> Your instructions:
Present the data once more in exactly its original form.

Position identification records:
********************
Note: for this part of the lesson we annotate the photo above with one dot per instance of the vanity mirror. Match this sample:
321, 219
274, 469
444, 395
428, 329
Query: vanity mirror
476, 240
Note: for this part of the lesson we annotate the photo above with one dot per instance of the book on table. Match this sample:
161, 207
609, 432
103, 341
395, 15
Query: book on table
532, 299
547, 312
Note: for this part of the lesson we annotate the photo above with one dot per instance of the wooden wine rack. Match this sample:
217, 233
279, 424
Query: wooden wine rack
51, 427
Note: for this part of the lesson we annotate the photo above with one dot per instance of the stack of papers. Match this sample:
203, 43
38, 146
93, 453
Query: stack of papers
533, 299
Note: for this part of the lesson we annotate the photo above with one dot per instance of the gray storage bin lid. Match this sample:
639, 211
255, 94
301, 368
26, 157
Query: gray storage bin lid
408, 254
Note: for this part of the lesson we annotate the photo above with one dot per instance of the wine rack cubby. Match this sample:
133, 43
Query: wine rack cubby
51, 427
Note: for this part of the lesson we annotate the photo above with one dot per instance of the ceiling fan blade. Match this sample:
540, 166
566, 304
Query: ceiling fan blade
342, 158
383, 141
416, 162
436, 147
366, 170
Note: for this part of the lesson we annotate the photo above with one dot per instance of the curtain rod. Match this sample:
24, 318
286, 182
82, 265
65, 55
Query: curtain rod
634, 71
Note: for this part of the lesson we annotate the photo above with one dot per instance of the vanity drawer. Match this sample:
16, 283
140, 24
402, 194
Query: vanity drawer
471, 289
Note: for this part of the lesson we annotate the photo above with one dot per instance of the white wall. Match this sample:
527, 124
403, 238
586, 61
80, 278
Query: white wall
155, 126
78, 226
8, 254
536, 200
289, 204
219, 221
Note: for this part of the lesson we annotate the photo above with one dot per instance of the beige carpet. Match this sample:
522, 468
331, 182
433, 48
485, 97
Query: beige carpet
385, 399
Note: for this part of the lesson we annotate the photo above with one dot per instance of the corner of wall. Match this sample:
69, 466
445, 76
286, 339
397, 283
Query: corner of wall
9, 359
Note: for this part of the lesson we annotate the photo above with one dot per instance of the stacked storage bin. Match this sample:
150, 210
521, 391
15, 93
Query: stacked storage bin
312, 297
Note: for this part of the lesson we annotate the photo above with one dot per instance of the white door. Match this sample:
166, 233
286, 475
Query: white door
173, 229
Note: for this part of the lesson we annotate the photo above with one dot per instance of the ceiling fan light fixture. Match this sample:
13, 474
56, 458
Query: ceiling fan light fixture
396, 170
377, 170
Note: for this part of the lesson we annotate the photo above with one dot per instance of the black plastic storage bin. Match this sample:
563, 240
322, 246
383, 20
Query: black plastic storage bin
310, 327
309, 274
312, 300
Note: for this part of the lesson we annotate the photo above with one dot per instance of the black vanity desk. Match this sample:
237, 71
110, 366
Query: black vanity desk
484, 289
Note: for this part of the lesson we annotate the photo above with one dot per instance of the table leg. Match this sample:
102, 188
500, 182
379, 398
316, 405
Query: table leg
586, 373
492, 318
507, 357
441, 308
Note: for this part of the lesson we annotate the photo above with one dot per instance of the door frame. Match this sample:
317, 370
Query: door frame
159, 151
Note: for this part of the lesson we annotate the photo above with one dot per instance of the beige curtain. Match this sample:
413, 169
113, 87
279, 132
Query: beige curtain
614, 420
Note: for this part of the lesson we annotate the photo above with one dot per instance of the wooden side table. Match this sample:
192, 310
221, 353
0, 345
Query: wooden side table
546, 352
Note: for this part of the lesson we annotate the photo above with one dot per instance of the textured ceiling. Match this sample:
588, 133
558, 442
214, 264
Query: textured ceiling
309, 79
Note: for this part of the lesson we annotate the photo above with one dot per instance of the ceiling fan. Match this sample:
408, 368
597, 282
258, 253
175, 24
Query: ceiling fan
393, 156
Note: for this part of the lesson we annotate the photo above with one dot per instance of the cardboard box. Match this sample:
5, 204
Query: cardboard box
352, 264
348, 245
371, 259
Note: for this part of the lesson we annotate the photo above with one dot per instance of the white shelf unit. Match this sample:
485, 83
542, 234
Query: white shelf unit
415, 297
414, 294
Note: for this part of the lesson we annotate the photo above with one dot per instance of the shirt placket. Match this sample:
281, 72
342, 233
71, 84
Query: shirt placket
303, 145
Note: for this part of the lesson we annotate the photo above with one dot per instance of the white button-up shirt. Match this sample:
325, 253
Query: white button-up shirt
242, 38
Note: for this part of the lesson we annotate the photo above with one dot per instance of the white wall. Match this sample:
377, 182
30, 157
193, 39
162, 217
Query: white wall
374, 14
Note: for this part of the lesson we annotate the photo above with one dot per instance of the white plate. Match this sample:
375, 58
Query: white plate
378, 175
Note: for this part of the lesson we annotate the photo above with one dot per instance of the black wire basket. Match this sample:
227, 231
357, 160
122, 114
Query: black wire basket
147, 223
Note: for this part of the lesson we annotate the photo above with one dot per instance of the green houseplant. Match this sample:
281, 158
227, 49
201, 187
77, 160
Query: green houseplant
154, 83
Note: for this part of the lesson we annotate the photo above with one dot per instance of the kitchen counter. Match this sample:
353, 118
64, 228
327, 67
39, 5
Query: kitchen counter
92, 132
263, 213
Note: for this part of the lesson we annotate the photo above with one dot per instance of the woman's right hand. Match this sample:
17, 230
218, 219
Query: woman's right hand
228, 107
********************
> Problem solution:
Note: for this part of the lesson we annotate the photo above with one dot per instance of the vanity mirror. Match this sample:
321, 219
274, 469
444, 395
428, 329
Query: vanity mirror
476, 240
Note: for this part of the lesson we annotate the photo above with one dot per instance of the book on table. Match this sample:
161, 207
609, 432
103, 341
395, 15
Query: book on table
532, 299
547, 312
Note: for this part of the lesson we annotate the photo above with one dot per instance of the wooden wine rack. Match this sample:
217, 233
279, 424
Query: wooden wine rack
51, 427
Note: for this part of the lesson we annotate the photo above with one dot per instance of the stack of papers. Match this sample:
203, 43
38, 146
93, 453
Query: stack of papers
533, 299
Note: for this part of the lesson we annotate the photo above with one dot per instance of the gray storage bin lid. Match this sample:
639, 211
255, 94
301, 368
26, 157
Query: gray storage bin lid
408, 254
Note: for this part of the lesson we annotate the photo above with one dot per instance of the wine rack cubby. Match this sample:
133, 43
Query: wine rack cubby
51, 427
Note: for this part of the lesson we annotate the photo above with one dot per instance of the ceiling fan blade. Match this sample:
540, 166
566, 304
Query: ceiling fan blade
342, 158
383, 141
416, 162
436, 147
366, 170
Note: for this part of the lesson we annotate the photo above with one dot per instance of the curtain rod. Match this sample:
24, 318
286, 182
82, 265
65, 55
Query: curtain rod
634, 71
Note: for this part of the lesson we annotate the photo above with one dot per instance of the vanity drawer. Match this sample:
16, 283
140, 24
402, 194
Query: vanity drawer
471, 289
Note: for this part of the lesson we annotate the photo above with one dot per instance of the white wall. Match this sample:
527, 124
403, 238
586, 61
80, 278
Query: white wall
155, 126
78, 226
8, 254
536, 200
289, 204
219, 221
Note: for this part of the lesson we annotate the photo above with one dot per instance of the beige carpet. Match this sample:
522, 468
331, 182
433, 48
485, 97
Query: beige carpet
385, 399
Note: for this part of the lesson we annotate the photo above with one dot per instance of the corner of wall. Match this sample:
69, 466
445, 76
286, 339
397, 283
Query: corner of wall
9, 359
Note: for this part of the lesson we annotate the photo above with one dot per instance of the stacked storage bin. Match this sample:
150, 210
521, 391
15, 93
Query: stacked storage bin
312, 297
Note: for this part of the lesson we annotate the photo above with one dot per instance of the white door. Match this sample:
166, 233
286, 475
Query: white door
173, 229
Note: for this part of the lesson we annotate the photo above with one dot per instance of the ceiling fan light fixture. Match this sample:
13, 474
56, 458
Query: ceiling fan light fixture
396, 170
377, 170
Note: for this part of the lesson we annotate the photo above with one dot per instance of the black plastic storage bin. Match this sample:
563, 240
322, 246
383, 20
Query: black plastic storage bin
310, 327
309, 274
312, 300
Note: for this part of the lesson we annotate the photo above with one dot per instance of the black vanity desk. Match this sample:
237, 71
110, 366
Query: black vanity desk
484, 289
Note: for this part of the lesson we annotate the photo above with one dot per instance of the table leg. Match this sample:
102, 188
500, 182
379, 398
316, 405
Query: table leg
586, 373
492, 318
507, 357
441, 308
Note: for this part of the lesson we annotate the photo above with one dot per instance of the door frame. Match this sample:
317, 370
Query: door frame
159, 151
Note: for this part of the lesson we annotate the photo above with one dot per instance of the beige curtain. Match this sample:
413, 169
113, 87
279, 132
Query: beige curtain
614, 420
Note: for this part of the lesson we annotate the photo above with one dot per instance of the wooden side table. Match this sample:
192, 310
221, 353
0, 345
Query: wooden side table
546, 352
Note: for this part of the lesson we annotate the photo above with one dot per instance of the textured ceiling. Match this sample:
588, 133
558, 442
214, 264
Query: textured ceiling
309, 79
Note: for this part of the lesson we annotate the photo above with one dot per instance of the ceiling fan. Match this sample:
408, 368
597, 282
258, 253
175, 24
Query: ceiling fan
393, 156
Note: for this part of the lesson we annotate the photo above with one dot per instance of the cardboard box. Match this sample:
5, 204
Query: cardboard box
352, 264
348, 245
371, 259
Note: for this part of the lesson we annotate the photo above with one dot per instance of the white shelf unit. Match this sample:
485, 83
542, 234
Query: white shelf unit
415, 297
414, 294
Note: for this part of the lesson we annotate the photo above with one dot per instance of the shirt placket. Match this sample:
281, 72
342, 233
71, 84
Query: shirt placket
303, 145
Note: for this part of the lesson we annotate the photo above with one dot per instance of the white button-up shirt. Match this sample:
325, 253
Query: white button-up shirt
242, 38
Note: for this part of the lesson we annotate the photo above with one dot per instance of the white wall. Match this sample:
377, 182
30, 157
193, 39
162, 217
Query: white wall
374, 14
Note: for this part of the lesson we annotate the photo above with one dot per instance of the white plate. Match this sample:
375, 58
Query: white plate
378, 175
Note: for this part of the lesson we annotate the photo above with one dot per instance of the black wire basket. Match this sample:
227, 231
357, 160
122, 114
Query: black wire basket
147, 223
Note: for this part of the lesson we annotate the photo above with one dot per instance of the green houseplant. Match this sample:
281, 158
227, 49
201, 187
77, 160
Query: green houseplant
154, 83
Note: for this part of the lesson we annotate the photo above with one dot per instance of the kitchen counter. Match this sample:
353, 118
64, 228
327, 67
39, 5
Query: kitchen counter
92, 132
263, 213
Note: for this part of the lesson we annotate the photo above with one dot per instance of the woman's right hand. Match this sample:
17, 230
218, 219
Query: woman's right hand
228, 107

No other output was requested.